- **Instructions for the task**: Look through the entries and report how many lines include the word "tags". Give the number alone.

- **Entries supplied**:
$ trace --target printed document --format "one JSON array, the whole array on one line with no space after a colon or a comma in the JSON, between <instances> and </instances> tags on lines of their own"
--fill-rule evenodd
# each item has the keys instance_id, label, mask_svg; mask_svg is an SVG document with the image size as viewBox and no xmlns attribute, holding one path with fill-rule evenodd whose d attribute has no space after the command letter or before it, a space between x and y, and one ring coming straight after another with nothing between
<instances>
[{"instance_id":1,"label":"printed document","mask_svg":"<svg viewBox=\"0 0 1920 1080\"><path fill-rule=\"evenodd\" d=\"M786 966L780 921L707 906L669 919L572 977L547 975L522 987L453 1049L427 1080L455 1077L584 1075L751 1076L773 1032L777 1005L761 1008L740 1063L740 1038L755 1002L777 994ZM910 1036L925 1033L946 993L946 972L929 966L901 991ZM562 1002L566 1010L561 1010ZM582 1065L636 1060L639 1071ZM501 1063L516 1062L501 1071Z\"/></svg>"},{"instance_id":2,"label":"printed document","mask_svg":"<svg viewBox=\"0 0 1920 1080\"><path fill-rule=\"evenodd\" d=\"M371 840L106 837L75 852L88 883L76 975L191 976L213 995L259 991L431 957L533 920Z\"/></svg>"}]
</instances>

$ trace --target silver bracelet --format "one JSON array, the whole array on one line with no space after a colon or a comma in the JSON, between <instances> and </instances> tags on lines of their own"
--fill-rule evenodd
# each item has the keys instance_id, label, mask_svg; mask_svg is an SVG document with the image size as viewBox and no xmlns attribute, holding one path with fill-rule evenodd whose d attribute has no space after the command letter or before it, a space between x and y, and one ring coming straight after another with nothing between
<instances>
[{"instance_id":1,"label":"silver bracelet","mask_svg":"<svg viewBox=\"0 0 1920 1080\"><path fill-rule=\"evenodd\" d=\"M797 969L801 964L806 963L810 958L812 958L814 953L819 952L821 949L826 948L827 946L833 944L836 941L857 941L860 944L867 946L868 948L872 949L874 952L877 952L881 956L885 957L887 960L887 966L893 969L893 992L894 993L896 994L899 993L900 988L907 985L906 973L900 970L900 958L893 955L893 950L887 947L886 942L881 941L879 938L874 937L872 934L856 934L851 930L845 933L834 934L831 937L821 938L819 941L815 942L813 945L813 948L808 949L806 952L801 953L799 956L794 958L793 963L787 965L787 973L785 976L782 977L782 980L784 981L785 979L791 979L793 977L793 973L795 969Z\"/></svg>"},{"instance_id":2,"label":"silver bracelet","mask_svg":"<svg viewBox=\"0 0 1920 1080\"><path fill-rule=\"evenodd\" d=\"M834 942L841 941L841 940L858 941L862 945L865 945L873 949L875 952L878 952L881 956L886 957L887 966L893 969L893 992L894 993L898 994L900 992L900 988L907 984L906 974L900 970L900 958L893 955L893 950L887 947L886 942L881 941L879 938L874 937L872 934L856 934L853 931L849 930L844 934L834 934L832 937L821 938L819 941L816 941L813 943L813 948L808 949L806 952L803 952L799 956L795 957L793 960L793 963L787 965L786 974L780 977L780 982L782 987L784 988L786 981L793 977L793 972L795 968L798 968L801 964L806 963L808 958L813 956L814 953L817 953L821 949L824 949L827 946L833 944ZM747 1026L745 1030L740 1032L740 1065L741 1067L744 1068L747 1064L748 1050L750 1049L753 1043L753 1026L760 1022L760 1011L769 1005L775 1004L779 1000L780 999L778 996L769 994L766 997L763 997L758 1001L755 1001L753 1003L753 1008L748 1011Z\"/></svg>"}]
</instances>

- **Response to this task**: 2